▸ **OBJETIVO A**
Anota las calles y los barrios de Buenos Aires que menciona el texto sobre las placas de los desaparecidos.

▸ **FRAGMENTO DE LA FUENTE**
Por Salvatore Nocerino

“El primer aniversario de esta Junta Militar ha motivado un balance de la acción de gobierno en documentos y discursos oficiales, donde lo que ustedes llaman aciertos son errores, los que reconocen como errores son crímenes y lo que omiten son calamidades”.

Rodolfo Walsh, Carta abierta de un escritor a la Junta Militar.

Las calles de Buenos Aires hablan. En el suelo, a las puertas de una casa, de un comercio, de un colegio, casi 500 placas recuerdan los nombres de algunos de los desaparecidos durante la última dictadura militar. Fueron 30000. En la calle Chacabuco, barrio de San Telmo, una placa recuerda a Guillermo Moller, desaparecido el 24 de junio de 1978. Tenía 27 años, un hijo, originario de Rosario. En Bulnes (Almagro), desapareció Gloria Stella Maris Ruiz. 33 años, de Paraguay, trabajaba como profesora. Miles de historias que, durante mucho tiempo, fueron anónimas. Pequeños reflejos del gran esfuerzo de la sociedad argentina por recordar su historia. Son gestos simples: baldosas con nombre y apellidos, decoradas con vidrios de colores vivos que compensan tanta muerte.

La represión de la última dictadura cívico-militar

Pero, ¿de dónde viene tanto horror? ¿Por qué tanto horror? ¿Quién fue responsable de tanto horror?

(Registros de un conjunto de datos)
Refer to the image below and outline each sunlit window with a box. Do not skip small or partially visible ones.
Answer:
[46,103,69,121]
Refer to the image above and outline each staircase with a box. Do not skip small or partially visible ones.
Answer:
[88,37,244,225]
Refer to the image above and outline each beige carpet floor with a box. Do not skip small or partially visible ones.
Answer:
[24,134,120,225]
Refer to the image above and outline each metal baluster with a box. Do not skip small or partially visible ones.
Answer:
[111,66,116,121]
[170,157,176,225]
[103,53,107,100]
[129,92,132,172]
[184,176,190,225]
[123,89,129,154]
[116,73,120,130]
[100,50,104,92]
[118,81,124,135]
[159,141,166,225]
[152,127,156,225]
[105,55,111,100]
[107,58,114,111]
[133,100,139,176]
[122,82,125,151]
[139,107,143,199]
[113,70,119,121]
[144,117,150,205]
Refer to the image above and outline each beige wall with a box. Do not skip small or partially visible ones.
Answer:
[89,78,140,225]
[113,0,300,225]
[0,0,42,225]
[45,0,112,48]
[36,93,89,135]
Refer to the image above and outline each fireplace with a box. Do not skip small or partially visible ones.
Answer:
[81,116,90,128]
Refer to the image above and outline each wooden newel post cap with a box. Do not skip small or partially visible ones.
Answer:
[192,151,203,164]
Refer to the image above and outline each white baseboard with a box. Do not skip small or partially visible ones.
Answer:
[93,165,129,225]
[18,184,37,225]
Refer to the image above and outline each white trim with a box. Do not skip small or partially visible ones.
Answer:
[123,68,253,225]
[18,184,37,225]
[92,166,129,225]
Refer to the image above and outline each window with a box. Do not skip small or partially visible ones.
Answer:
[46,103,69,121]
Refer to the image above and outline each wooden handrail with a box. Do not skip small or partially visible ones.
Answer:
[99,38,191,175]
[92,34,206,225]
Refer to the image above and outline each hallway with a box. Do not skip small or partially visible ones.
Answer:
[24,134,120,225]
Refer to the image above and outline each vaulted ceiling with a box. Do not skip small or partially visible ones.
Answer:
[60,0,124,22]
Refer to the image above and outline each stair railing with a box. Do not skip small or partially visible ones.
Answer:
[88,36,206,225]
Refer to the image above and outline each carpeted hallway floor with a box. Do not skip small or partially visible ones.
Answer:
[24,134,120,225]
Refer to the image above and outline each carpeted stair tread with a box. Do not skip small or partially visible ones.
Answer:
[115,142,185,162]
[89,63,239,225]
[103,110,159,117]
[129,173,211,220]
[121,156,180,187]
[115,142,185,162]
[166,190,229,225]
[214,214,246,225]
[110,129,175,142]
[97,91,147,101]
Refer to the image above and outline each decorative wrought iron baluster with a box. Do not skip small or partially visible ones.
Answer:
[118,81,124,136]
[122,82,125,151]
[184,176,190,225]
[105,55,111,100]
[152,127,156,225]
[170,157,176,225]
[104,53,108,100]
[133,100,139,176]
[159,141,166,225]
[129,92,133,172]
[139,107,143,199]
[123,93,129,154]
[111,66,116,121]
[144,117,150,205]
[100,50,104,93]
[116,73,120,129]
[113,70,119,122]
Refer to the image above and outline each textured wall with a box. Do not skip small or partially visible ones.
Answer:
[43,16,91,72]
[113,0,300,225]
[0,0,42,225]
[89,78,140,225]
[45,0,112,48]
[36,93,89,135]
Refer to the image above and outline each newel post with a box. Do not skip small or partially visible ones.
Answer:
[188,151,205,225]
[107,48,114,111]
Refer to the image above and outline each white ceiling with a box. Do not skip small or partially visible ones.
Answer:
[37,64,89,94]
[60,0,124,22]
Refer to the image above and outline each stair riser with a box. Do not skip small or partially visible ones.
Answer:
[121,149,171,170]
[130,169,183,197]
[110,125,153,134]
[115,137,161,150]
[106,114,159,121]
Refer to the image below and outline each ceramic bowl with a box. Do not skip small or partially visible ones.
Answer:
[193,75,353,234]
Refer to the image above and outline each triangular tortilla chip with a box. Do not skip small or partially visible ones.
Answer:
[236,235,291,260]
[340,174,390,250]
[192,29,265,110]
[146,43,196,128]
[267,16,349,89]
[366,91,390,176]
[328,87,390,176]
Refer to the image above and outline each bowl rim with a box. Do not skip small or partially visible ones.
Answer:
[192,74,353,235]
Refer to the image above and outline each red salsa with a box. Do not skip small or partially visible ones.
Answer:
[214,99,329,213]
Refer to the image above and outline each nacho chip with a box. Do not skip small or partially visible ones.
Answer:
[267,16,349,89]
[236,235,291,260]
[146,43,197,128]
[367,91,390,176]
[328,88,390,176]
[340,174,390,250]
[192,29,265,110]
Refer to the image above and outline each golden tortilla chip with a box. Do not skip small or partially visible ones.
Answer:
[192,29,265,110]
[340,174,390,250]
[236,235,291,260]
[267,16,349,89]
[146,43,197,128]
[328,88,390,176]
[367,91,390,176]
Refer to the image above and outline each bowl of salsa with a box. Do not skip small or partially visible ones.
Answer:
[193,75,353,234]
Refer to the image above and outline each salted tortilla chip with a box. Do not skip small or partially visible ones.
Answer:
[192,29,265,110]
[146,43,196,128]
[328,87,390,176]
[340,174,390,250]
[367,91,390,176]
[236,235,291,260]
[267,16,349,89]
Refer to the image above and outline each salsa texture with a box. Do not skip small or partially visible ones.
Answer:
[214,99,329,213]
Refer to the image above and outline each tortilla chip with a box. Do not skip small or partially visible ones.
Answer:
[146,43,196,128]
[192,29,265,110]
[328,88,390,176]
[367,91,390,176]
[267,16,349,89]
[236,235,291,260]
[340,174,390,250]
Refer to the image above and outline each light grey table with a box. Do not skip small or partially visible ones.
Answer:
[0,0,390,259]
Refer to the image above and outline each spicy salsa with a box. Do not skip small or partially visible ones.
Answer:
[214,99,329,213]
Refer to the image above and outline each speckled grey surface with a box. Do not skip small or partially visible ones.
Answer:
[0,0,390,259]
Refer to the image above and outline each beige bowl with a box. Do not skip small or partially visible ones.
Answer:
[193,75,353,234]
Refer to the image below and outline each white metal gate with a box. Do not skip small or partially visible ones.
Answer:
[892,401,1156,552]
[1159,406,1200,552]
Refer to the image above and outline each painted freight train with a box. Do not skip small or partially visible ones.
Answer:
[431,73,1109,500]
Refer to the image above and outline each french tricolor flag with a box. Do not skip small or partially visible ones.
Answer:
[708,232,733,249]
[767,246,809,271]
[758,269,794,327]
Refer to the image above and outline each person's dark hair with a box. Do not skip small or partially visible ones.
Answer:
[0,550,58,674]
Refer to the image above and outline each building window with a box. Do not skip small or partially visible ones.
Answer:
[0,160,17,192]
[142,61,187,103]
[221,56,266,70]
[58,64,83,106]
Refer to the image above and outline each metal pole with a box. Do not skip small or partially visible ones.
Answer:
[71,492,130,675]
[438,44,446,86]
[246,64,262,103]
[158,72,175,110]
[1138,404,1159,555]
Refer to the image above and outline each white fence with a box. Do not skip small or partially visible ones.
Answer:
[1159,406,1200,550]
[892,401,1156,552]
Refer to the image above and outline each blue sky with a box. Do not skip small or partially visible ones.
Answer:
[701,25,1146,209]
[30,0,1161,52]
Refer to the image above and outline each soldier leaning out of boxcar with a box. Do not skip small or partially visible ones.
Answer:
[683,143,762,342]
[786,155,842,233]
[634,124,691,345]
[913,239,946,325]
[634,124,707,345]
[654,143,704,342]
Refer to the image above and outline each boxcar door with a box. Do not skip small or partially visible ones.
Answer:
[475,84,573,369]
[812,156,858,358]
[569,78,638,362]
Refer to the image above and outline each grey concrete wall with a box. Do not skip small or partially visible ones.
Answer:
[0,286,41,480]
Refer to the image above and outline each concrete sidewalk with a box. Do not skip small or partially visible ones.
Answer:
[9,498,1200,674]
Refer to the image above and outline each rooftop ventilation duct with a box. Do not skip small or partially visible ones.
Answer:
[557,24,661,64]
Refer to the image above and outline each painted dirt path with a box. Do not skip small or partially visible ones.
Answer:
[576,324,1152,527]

▸ **OBJETIVO B**
Devuelve cada línea de los registros en la que aparezca la palabra "concrete".

▸ **RESPUESTA A**
Calles: Chacabuco y Bulnes.
Barrios: San Telmo y Almagro.

▸ **RESPUESTA B**
Refer to the image above and outline each grey concrete wall with a box. Do not skip small or partially visible ones.
Refer to the image above and outline each concrete sidewalk with a box. Do not skip small or partially visible ones.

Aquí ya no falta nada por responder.